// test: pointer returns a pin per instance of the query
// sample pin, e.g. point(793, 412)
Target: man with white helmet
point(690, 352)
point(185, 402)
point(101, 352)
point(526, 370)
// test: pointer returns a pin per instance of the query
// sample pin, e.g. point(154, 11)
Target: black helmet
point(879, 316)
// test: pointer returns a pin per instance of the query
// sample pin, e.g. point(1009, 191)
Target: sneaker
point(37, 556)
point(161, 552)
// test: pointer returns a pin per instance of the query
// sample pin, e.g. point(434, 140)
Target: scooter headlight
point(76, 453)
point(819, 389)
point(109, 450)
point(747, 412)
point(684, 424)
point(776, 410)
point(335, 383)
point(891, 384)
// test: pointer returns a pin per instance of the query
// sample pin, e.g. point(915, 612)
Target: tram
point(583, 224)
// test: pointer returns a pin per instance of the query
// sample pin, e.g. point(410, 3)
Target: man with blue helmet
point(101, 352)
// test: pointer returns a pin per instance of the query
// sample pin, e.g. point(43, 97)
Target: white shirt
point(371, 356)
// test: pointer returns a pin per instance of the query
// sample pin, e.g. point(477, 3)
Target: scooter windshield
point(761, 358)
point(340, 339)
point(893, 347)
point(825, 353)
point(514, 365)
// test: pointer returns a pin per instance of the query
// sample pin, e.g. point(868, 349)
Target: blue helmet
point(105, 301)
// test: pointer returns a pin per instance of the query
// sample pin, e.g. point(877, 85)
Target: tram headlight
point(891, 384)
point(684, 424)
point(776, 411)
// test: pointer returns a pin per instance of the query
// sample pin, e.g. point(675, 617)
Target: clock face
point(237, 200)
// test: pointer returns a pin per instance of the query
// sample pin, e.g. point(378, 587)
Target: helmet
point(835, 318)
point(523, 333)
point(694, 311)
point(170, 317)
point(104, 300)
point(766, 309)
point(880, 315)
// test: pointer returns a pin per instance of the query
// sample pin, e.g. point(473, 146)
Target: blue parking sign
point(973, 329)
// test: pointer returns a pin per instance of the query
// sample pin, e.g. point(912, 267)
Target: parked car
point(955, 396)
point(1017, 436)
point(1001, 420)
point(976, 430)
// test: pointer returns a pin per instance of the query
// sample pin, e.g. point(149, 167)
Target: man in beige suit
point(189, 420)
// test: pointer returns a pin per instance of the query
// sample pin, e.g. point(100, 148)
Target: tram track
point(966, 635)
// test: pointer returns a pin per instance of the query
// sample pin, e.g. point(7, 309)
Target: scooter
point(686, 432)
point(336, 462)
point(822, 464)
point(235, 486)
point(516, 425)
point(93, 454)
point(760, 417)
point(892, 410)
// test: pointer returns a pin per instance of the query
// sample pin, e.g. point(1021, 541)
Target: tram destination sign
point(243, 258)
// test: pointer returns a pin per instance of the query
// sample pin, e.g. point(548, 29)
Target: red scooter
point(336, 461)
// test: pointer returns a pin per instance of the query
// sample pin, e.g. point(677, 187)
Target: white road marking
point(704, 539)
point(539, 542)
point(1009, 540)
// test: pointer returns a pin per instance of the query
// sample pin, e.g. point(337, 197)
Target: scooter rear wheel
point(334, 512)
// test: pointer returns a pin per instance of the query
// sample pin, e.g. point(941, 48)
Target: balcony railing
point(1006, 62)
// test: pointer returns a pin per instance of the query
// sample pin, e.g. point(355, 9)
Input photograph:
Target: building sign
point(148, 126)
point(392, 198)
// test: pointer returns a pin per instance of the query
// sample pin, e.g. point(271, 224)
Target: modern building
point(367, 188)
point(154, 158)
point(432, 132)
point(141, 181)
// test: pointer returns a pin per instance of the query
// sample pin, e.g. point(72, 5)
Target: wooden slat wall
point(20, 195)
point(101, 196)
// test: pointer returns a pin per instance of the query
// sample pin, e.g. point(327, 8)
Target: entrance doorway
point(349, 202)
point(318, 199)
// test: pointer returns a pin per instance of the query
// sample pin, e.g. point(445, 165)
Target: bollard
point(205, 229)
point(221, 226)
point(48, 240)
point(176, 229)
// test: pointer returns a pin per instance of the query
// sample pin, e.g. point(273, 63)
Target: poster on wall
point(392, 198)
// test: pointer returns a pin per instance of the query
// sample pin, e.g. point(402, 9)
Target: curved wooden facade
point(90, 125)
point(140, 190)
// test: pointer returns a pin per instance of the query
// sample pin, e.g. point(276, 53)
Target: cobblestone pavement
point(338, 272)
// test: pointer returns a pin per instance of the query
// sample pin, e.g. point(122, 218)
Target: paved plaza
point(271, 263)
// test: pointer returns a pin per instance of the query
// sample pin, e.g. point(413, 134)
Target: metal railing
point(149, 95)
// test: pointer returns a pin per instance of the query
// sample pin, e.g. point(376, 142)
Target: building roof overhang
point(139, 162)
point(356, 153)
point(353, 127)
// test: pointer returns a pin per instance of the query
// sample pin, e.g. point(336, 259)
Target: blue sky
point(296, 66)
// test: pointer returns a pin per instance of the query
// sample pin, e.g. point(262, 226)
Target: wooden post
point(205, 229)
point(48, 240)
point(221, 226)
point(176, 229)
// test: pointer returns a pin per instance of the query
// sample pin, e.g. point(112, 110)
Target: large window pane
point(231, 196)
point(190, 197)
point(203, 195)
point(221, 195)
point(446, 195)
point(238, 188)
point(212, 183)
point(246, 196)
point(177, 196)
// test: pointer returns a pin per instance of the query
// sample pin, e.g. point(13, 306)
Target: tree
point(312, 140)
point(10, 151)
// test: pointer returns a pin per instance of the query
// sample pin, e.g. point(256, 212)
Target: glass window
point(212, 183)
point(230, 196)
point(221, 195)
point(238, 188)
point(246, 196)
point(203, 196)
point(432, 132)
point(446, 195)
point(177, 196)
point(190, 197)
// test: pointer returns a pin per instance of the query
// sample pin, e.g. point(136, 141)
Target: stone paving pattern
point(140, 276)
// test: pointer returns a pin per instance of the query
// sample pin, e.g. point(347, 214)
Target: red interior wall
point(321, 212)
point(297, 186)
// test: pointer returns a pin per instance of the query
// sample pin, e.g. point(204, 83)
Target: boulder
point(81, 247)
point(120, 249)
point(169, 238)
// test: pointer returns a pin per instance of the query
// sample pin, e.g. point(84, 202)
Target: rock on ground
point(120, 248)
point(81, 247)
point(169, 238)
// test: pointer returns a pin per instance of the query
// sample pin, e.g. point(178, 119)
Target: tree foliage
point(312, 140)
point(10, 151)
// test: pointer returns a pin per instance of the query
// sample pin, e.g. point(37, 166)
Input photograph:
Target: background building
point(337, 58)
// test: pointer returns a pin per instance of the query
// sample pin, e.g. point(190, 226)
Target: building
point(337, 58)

════════

TASK TO COMPLETE:
Rewrite every record above, replacing "sample pin" with "reference pin" and leaving all other text unchanged.

SOLUTION FOR THIS EXERCISE:
// test: pointer returns a pin per instance of the query
// reference pin, e.g. point(793, 412)
Target: man with white helmet
point(690, 352)
point(185, 402)
point(101, 352)
point(526, 370)
// test: pointer returns a pin per instance of the query
// reference pin, e.g. point(154, 11)
Target: black helmet
point(879, 316)
// test: pointer returns a pin per instance of the query
// reference pin, e.g. point(1009, 191)
Target: sneaker
point(37, 556)
point(161, 552)
// test: pointer returns a pin per instance of the query
// reference pin, e.g. point(434, 140)
Target: scooter headlight
point(76, 453)
point(819, 389)
point(109, 450)
point(747, 412)
point(684, 424)
point(776, 410)
point(335, 383)
point(891, 384)
// test: pointer returns a pin per instance of the query
// reference pin, e.g. point(915, 612)
Target: tram
point(583, 224)
// test: pointer returns a pin per instance of the query
// reference pin, e.g. point(410, 3)
Target: man with blue helmet
point(101, 352)
// test: pointer returns a pin per instance of the query
// reference pin, e.g. point(43, 97)
Target: white shirt
point(371, 356)
// test: pointer returns a pin per instance of the query
// reference pin, e.g. point(477, 3)
Target: scooter windshield
point(761, 358)
point(340, 339)
point(893, 347)
point(825, 353)
point(514, 365)
// test: pointer returns a pin per instance of the query
// reference pin, e.g. point(868, 349)
Target: blue helmet
point(105, 301)
// test: pointer returns a pin per instance of the query
// reference pin, e.g. point(877, 85)
Target: tram headlight
point(891, 384)
point(684, 424)
point(776, 411)
// test: pointer returns a pin per instance of the query
// reference pin, e.g. point(675, 617)
Target: clock face
point(237, 200)
// test: pointer returns a pin per instance of the query
// reference pin, e.g. point(378, 587)
Target: helmet
point(835, 318)
point(523, 333)
point(694, 311)
point(170, 317)
point(104, 300)
point(766, 309)
point(880, 315)
// test: pointer returns a pin per instance of the query
// reference pin, e.g. point(473, 146)
Target: blue parking sign
point(973, 329)
// test: pointer returns a pin per instance of the query
// reference pin, e.g. point(912, 267)
Target: parked car
point(955, 396)
point(1017, 436)
point(1001, 420)
point(976, 430)
// test: pointer returns a pin per instance of the query
// reference pin, e.g. point(149, 167)
Target: man in beige suit
point(189, 420)
// test: pointer returns a pin per instance of the query
// reference pin, e.g. point(100, 148)
Target: tram track
point(966, 635)
// test: pointer returns a pin per instance of the query
// reference pin, e.g. point(7, 309)
Target: scooter
point(686, 432)
point(336, 462)
point(822, 464)
point(235, 486)
point(516, 425)
point(93, 454)
point(760, 417)
point(892, 410)
// test: pointer returns a pin per instance of the query
// reference pin, e.g. point(1021, 541)
Target: tram destination sign
point(243, 258)
// test: pointer returns a pin per instance of the query
// reference pin, e.g. point(548, 29)
Target: red scooter
point(336, 461)
// test: pointer returns a pin per instance of the query
// reference pin, e.g. point(677, 187)
Target: white road marking
point(704, 539)
point(539, 542)
point(1009, 540)
// test: pointer returns a pin per instance of the query
// reference pin, e.g. point(337, 197)
Target: scooter rear wheel
point(334, 512)
// test: pointer returns a pin per instance of the query
// reference pin, e.g. point(941, 48)
Target: balcony railing
point(1006, 62)
// test: pointer returns a pin per instance of the query
// reference pin, e.g. point(355, 9)
Input photograph:
Target: building sign
point(148, 126)
point(392, 198)
// test: pointer returns a pin per instance of the query
// reference pin, e.g. point(271, 224)
Target: modern building
point(367, 188)
point(154, 158)
point(432, 132)
point(141, 181)
// test: pointer returns a pin per instance of the query
// reference pin, e.g. point(72, 5)
Target: wooden slat wall
point(20, 195)
point(101, 196)
// test: pointer returns a pin per instance of the query
// reference pin, e.g. point(327, 8)
Target: entrance doorway
point(349, 202)
point(318, 199)
// test: pointer returns a pin per instance of the query
// reference pin, e.g. point(445, 165)
Target: bollard
point(205, 229)
point(221, 226)
point(48, 240)
point(176, 229)
// test: pointer returns a pin per instance of the query
// reference pin, e.g. point(273, 63)
Target: poster on wall
point(392, 198)
// test: pointer returns a pin per instance of the query
// reference pin, e.g. point(402, 9)
Target: curved wooden facade
point(90, 125)
point(140, 190)
// test: pointer returns a pin per instance of the query
// reference pin, e.g. point(276, 53)
Target: cobblestone pavement
point(338, 272)
// test: pointer returns a pin per instance of the query
// reference pin, e.g. point(122, 218)
Target: paved plaza
point(271, 263)
// test: pointer returns a pin per instance of the query
// reference pin, e.g. point(413, 134)
Target: metal railing
point(149, 95)
// test: pointer returns a pin per instance of the query
// reference pin, e.g. point(376, 142)
Target: building roof overhang
point(139, 162)
point(356, 153)
point(353, 127)
// test: pointer returns a pin per instance of the query
// reference pin, e.g. point(336, 259)
Target: blue sky
point(296, 66)
// test: pointer returns a pin per instance of the query
// reference pin, e.g. point(262, 226)
Target: wooden post
point(205, 229)
point(48, 240)
point(221, 226)
point(176, 229)
// test: pointer returns a pin per instance of the query
// reference pin, e.g. point(112, 110)
Target: large window pane
point(231, 196)
point(190, 197)
point(203, 195)
point(221, 195)
point(446, 195)
point(238, 188)
point(212, 183)
point(246, 196)
point(177, 196)
// test: pointer returns a pin per instance of the query
// reference pin, e.g. point(13, 306)
Target: tree
point(312, 140)
point(10, 151)
// test: pointer returns a pin per instance of the query
// reference pin, e.g. point(256, 212)
Target: glass window
point(212, 183)
point(230, 196)
point(221, 195)
point(238, 188)
point(246, 196)
point(203, 196)
point(432, 132)
point(446, 195)
point(177, 196)
point(190, 197)
// test: pointer returns a pin per instance of the query
// reference pin, e.g. point(136, 141)
Target: stone paving pattern
point(140, 276)
// test: pointer returns a pin per instance of the query
// reference pin, e.g. point(347, 214)
Target: red interior wall
point(321, 212)
point(297, 186)
// test: pointer returns a pin per instance of the query
// reference pin, e.g. point(204, 83)
Target: boulder
point(81, 247)
point(120, 249)
point(169, 238)
// test: pointer returns a pin per instance of the query
// reference pin, e.g. point(84, 202)
Target: rock on ground
point(120, 248)
point(81, 247)
point(169, 238)
// test: pointer returns a pin per instance of the query
// reference pin, e.g. point(178, 119)
Target: tree foliage
point(312, 140)
point(10, 151)
// test: pointer returns a pin per instance of the query
// reference pin, e.g. point(37, 166)
Input photograph:
Target: background building
point(337, 58)
// test: pointer returns a pin per instance of the query
// reference pin, e.g. point(190, 226)
Target: building
point(337, 58)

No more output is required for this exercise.